- [Given problem]:
Copy out exactly every line from the line containing "Check that one keypoint sits on every instance of the bright" until the records below end, inclusive of both boundary lines.

※ ※ ※

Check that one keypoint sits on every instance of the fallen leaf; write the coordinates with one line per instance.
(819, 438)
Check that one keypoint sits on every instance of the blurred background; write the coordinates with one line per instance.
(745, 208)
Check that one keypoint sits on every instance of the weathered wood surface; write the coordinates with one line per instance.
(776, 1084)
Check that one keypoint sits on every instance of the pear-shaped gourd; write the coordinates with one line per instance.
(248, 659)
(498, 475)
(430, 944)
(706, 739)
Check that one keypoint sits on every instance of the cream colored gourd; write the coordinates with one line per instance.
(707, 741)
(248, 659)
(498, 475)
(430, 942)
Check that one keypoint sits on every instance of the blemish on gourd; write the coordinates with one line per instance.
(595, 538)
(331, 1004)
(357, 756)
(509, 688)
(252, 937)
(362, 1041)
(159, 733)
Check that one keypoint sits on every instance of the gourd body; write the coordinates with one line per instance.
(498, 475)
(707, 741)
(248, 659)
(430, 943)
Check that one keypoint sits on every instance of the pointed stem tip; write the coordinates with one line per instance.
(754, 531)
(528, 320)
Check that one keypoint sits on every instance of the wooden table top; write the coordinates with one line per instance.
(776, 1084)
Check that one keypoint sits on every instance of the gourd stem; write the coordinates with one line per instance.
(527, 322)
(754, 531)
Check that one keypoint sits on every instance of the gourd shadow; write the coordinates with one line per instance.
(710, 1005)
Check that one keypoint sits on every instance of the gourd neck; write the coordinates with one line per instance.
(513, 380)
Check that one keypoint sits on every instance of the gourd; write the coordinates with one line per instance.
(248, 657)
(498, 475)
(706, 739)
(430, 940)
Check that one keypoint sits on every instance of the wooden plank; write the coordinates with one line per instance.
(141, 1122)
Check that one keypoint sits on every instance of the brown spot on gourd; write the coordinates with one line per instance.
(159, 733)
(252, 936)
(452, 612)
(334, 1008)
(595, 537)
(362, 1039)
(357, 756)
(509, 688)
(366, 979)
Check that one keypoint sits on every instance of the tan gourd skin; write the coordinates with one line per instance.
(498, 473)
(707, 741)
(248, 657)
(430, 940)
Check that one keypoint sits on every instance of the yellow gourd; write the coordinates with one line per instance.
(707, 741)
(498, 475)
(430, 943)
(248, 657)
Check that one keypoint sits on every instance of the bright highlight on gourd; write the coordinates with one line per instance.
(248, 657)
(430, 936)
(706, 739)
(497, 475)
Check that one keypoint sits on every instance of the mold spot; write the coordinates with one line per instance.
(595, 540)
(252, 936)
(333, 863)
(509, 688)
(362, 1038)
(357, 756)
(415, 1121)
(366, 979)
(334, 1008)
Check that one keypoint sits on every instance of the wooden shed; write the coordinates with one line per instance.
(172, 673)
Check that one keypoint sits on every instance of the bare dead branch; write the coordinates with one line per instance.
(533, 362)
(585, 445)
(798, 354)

※ ※ ※

- [Full response]:
Check that one keypoint sits on every instance of the bright highlight on gourd; write the coordinates with one line per instance.
(248, 657)
(430, 936)
(706, 739)
(497, 475)
Check that one keypoint sits on every instance of the mold spot; write the coordinates with one line per instance.
(595, 540)
(252, 936)
(333, 863)
(509, 688)
(362, 1038)
(357, 756)
(415, 1121)
(366, 979)
(334, 1008)
Check that one keypoint sits on every instance of the wooden shed; write the coordinates with one line per instance.
(172, 673)
Check that one keypoint sits on every instance of the bare dead branch; write the coordinates with one line per instance.
(533, 362)
(585, 445)
(798, 354)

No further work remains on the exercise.